##### PROVIDED INFORMATION #####
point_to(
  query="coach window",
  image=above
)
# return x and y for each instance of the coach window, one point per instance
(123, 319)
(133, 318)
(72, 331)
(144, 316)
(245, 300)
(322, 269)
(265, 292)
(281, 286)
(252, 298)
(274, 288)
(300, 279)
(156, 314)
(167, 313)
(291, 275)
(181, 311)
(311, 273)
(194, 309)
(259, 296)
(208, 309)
#####
* PROBLEM TO WORK ON: Return each entry from above without altering a single character.

* EXERCISE RESPONSE:
point_to(
  query="coach window",
  image=above
)
# return x and y for each instance of the coach window, one point per instance
(123, 319)
(133, 318)
(72, 331)
(144, 316)
(245, 300)
(322, 269)
(265, 292)
(281, 286)
(252, 298)
(274, 288)
(300, 279)
(156, 314)
(167, 313)
(291, 275)
(181, 311)
(311, 273)
(194, 309)
(259, 296)
(208, 309)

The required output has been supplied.